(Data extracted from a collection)
========
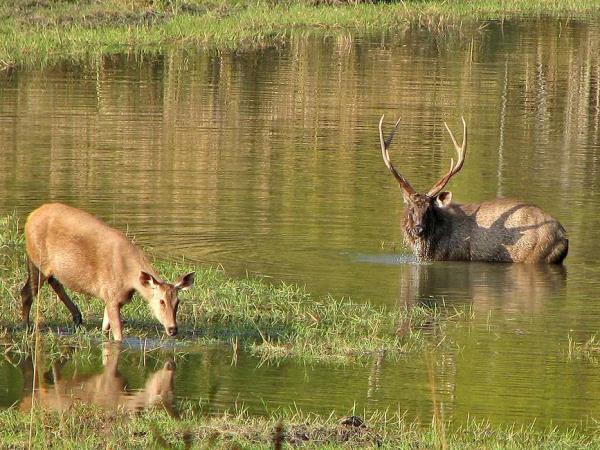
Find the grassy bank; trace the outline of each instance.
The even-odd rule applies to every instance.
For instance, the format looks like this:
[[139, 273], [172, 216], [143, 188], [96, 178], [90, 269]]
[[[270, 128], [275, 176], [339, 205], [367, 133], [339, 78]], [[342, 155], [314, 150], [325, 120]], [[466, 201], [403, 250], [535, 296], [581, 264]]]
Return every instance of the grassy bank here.
[[15, 409], [0, 411], [0, 442], [8, 448], [394, 448], [394, 449], [550, 449], [598, 448], [598, 435], [572, 429], [536, 431], [532, 427], [421, 426], [396, 415], [375, 414], [362, 426], [339, 417], [276, 412], [251, 417], [242, 412], [201, 418], [172, 417], [162, 411], [132, 415], [78, 406], [68, 413]]
[[15, 0], [0, 3], [4, 68], [84, 60], [130, 51], [236, 49], [285, 39], [297, 30], [352, 33], [425, 26], [439, 30], [486, 19], [600, 12], [595, 0], [459, 0], [397, 3], [315, 0]]
[[[20, 287], [26, 279], [22, 230], [14, 217], [0, 223], [0, 342], [13, 352], [29, 352], [32, 336], [20, 324]], [[257, 279], [231, 279], [212, 268], [157, 261], [165, 279], [196, 272], [194, 287], [181, 295], [177, 319], [178, 343], [232, 346], [265, 358], [299, 357], [308, 360], [363, 358], [384, 354], [399, 357], [437, 345], [445, 320], [439, 310], [424, 306], [378, 308], [333, 298], [315, 299], [290, 284], [268, 284]], [[72, 293], [71, 293], [72, 294]], [[39, 311], [47, 348], [70, 344], [86, 347], [103, 339], [103, 303], [72, 295], [81, 309], [84, 326], [73, 332], [71, 316], [53, 291], [45, 286], [34, 302]], [[39, 307], [39, 309], [38, 309]], [[468, 311], [452, 313], [468, 317]], [[123, 308], [125, 337], [167, 339], [145, 302], [137, 296]], [[423, 330], [429, 333], [426, 337]]]

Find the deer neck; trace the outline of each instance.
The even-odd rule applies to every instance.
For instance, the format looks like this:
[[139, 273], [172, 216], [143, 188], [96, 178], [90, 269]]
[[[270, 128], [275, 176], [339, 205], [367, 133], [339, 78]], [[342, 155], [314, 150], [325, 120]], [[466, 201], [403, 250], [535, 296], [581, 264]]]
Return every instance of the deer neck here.
[[434, 209], [433, 227], [426, 236], [414, 236], [404, 229], [404, 241], [408, 244], [419, 261], [438, 259], [440, 247], [452, 233], [451, 213], [442, 208]]

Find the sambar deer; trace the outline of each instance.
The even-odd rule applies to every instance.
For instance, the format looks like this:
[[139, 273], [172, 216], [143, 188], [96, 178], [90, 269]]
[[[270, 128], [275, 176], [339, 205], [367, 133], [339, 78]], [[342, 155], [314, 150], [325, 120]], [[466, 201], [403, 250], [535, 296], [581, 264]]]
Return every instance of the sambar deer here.
[[163, 281], [144, 253], [123, 233], [100, 219], [71, 206], [47, 203], [29, 214], [25, 223], [28, 278], [21, 289], [22, 319], [29, 324], [34, 297], [45, 281], [80, 325], [81, 312], [65, 292], [104, 300], [102, 329], [123, 339], [121, 307], [137, 291], [169, 336], [177, 334], [178, 292], [189, 289], [194, 273], [175, 284]]
[[565, 229], [537, 206], [496, 198], [482, 203], [451, 203], [452, 193], [443, 191], [465, 162], [467, 124], [463, 122], [463, 141], [458, 145], [444, 122], [458, 153], [456, 165], [426, 193], [416, 192], [392, 165], [388, 148], [400, 120], [387, 139], [379, 121], [381, 154], [400, 187], [406, 209], [404, 238], [420, 260], [489, 261], [561, 264], [567, 256], [569, 241]]

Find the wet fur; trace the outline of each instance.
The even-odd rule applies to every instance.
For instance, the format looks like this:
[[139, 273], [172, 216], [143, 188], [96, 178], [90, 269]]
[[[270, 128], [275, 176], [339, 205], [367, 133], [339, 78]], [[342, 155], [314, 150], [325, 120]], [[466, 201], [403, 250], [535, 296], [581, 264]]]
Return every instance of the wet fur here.
[[[565, 229], [536, 206], [496, 199], [440, 207], [435, 199], [419, 197], [409, 202], [403, 231], [420, 260], [561, 264], [567, 256]], [[425, 228], [422, 236], [414, 232], [419, 218]]]

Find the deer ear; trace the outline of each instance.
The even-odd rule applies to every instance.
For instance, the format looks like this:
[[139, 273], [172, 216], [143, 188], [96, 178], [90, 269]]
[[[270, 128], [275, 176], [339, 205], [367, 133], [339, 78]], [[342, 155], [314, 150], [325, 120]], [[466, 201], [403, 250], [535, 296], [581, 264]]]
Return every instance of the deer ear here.
[[175, 285], [175, 287], [182, 291], [185, 291], [186, 289], [191, 288], [192, 285], [194, 284], [195, 276], [196, 276], [196, 274], [194, 272], [190, 272], [187, 275], [182, 276], [181, 279]]
[[435, 204], [439, 208], [446, 208], [447, 206], [450, 206], [451, 202], [452, 202], [452, 192], [449, 192], [449, 191], [440, 192], [438, 194], [438, 196], [435, 198]]
[[160, 284], [156, 280], [156, 278], [154, 278], [148, 272], [144, 272], [144, 271], [140, 272], [140, 283], [142, 284], [142, 286], [151, 287], [151, 288], [155, 288], [156, 286], [158, 286]]

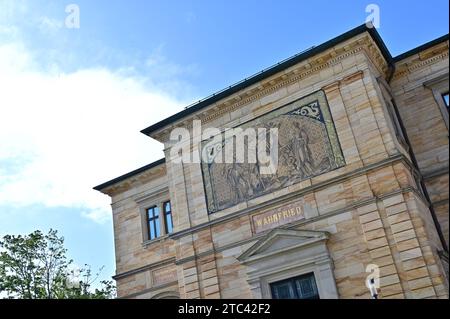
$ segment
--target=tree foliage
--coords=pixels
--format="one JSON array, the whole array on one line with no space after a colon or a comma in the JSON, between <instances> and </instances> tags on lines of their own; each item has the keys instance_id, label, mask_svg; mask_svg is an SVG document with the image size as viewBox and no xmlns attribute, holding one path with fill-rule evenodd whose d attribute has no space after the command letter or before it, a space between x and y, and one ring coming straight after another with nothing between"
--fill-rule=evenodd
<instances>
[{"instance_id":1,"label":"tree foliage","mask_svg":"<svg viewBox=\"0 0 450 319\"><path fill-rule=\"evenodd\" d=\"M115 297L112 281L93 289L101 270L73 267L66 256L64 238L56 230L43 234L6 235L0 240L0 296L23 299L109 299Z\"/></svg>"}]
</instances>

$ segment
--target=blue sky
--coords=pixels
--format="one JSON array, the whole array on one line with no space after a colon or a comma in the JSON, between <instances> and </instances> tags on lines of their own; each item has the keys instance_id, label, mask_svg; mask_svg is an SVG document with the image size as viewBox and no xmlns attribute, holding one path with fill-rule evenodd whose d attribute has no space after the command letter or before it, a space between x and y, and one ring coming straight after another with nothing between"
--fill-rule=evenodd
<instances>
[{"instance_id":1,"label":"blue sky","mask_svg":"<svg viewBox=\"0 0 450 319\"><path fill-rule=\"evenodd\" d=\"M110 277L92 186L162 157L139 130L364 23L371 3L393 55L448 33L447 0L0 0L0 235L56 228Z\"/></svg>"}]
</instances>

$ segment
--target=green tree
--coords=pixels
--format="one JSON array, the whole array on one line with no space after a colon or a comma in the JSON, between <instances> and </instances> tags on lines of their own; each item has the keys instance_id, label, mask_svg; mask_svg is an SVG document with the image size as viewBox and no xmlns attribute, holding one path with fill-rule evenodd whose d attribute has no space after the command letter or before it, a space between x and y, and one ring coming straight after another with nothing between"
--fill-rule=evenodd
<instances>
[{"instance_id":1,"label":"green tree","mask_svg":"<svg viewBox=\"0 0 450 319\"><path fill-rule=\"evenodd\" d=\"M115 297L112 281L92 289L100 272L71 267L64 238L56 230L43 234L6 235L0 240L0 295L23 299L109 299Z\"/></svg>"}]
</instances>

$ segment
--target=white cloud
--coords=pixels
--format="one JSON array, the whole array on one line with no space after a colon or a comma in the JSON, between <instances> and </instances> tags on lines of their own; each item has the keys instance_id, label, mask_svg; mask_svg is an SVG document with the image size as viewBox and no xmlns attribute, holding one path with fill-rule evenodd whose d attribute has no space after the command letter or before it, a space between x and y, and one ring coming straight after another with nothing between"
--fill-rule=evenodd
<instances>
[{"instance_id":1,"label":"white cloud","mask_svg":"<svg viewBox=\"0 0 450 319\"><path fill-rule=\"evenodd\" d=\"M139 133L188 104L108 69L36 67L18 42L0 44L0 205L76 207L103 222L92 187L161 157Z\"/></svg>"},{"instance_id":2,"label":"white cloud","mask_svg":"<svg viewBox=\"0 0 450 319\"><path fill-rule=\"evenodd\" d=\"M39 18L39 29L43 32L53 32L61 29L63 26L63 22L58 19L49 18L46 16Z\"/></svg>"}]
</instances>

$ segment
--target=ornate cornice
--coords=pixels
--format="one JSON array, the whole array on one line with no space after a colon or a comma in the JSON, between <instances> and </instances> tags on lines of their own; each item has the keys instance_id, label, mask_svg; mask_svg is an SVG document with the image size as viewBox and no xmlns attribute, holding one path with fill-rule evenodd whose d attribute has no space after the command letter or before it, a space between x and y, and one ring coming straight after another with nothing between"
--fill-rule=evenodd
<instances>
[{"instance_id":1,"label":"ornate cornice","mask_svg":"<svg viewBox=\"0 0 450 319\"><path fill-rule=\"evenodd\" d=\"M192 127L192 119L199 119L203 123L211 122L224 114L233 112L234 110L252 103L264 96L267 96L280 88L300 82L325 68L333 67L345 58L355 55L359 52L365 53L379 68L380 72L387 73L388 65L381 51L372 40L369 34L364 34L354 41L342 46L336 46L334 49L328 50L324 54L317 55L298 65L279 72L277 75L269 79L263 80L258 84L244 89L230 97L216 102L209 109L196 113L187 117L181 122L171 125L159 132L153 133L152 137L164 141L165 137L175 127L184 127L190 129Z\"/></svg>"},{"instance_id":2,"label":"ornate cornice","mask_svg":"<svg viewBox=\"0 0 450 319\"><path fill-rule=\"evenodd\" d=\"M417 69L423 68L427 65L437 63L443 59L448 58L449 48L448 42L439 44L431 49L417 53L412 58L408 58L396 65L396 72L393 79L398 79L409 73L413 73Z\"/></svg>"},{"instance_id":3,"label":"ornate cornice","mask_svg":"<svg viewBox=\"0 0 450 319\"><path fill-rule=\"evenodd\" d=\"M129 177L123 181L117 182L116 184L105 188L104 190L102 190L102 192L112 197L114 195L129 190L138 183L143 184L145 182L148 182L158 177L162 177L164 175L166 175L165 165L149 168L148 170L143 171L142 173L136 174L132 177Z\"/></svg>"}]
</instances>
========
(Aim of the exercise)
If a line in the records above contains "Find", copy that line.

(Answer below)
Find the grassy bank; trace the outline of each instance.
Find the deer neck; trace the outline of each instance.
Find the sambar deer; trace the outline of each instance.
Find the wet fur; trace the outline of each instance.
Find the deer ear; trace the outline of each instance.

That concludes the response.